+++ RECORDS FOR THIS EXERCISE
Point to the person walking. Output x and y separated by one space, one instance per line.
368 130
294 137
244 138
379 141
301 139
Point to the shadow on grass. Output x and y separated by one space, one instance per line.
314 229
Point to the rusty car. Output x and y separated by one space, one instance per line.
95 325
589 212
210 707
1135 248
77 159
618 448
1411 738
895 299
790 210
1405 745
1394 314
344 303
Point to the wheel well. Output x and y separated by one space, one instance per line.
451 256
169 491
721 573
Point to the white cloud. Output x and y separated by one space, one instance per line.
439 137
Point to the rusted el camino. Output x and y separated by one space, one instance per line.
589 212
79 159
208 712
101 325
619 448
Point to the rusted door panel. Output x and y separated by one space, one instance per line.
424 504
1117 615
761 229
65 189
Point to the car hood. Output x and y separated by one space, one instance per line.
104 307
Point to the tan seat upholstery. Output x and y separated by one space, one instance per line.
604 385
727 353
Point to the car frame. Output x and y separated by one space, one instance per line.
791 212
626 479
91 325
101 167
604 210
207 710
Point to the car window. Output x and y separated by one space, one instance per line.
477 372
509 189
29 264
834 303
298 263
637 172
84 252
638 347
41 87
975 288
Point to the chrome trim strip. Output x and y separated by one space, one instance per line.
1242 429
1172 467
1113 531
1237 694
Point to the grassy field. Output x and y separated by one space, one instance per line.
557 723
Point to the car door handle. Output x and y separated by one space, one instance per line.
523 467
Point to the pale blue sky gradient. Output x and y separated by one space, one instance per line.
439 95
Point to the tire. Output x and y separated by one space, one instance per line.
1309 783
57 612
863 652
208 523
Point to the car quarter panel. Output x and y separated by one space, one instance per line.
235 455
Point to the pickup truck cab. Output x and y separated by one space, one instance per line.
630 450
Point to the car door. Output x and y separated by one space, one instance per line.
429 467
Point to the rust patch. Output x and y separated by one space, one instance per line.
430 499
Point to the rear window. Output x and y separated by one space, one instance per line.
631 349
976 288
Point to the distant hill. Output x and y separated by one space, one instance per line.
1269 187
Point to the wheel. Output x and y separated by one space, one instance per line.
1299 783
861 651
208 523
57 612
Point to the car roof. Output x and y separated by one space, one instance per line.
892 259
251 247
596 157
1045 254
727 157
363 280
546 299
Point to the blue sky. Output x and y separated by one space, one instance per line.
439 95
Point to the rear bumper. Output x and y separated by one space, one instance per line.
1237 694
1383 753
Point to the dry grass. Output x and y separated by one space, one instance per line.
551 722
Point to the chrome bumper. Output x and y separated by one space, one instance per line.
++++++
Take every line from the one containing "Point to the pale" to the end of the listing and output it exactly, with nothing else.

SOLUTION TO THIS EXERCISE:
Point to the pale blue sky gradient. Output x and y separated by one space, one instance per line.
439 95
Point to the tire. Output x and y separated by one space, one instance per line.
1309 783
57 612
863 652
208 523
Point to the car quarter panel. Output x and y separated by one space, one instance per line.
235 455
Point to the pickup truck cab. Output x and y separated by one space, one instance per line.
630 450
Point to the car door. Output x and y separated by one space, one instance per line.
429 467
Point to the rust patch. Output x and y separated by one space, one instance per line.
430 499
Point to the rear window. Output x and y separated by one space, one instance per line.
631 349
976 288
Point to the distant hill. Output x and y separated by one space, one instance per line.
1269 187
Point to the wheel. Output x and y separated by one space, one instance per line.
1299 783
861 651
208 523
57 612
Point to the car roof. Output x and y separated by one space, one instance per line.
892 259
251 247
596 157
1045 254
727 157
363 280
546 299
Point to the blue sky. Output x and y separated by one space, one instance per line.
439 95
Point to the rear bumper. Output x and y separated by one space, one instance per line.
1237 694
1383 753
Point to the dry grass. Output x and y separated by one space, one instance per line.
551 722
Point to the chrome bumper. Output x and y separated by one space, one instance per line.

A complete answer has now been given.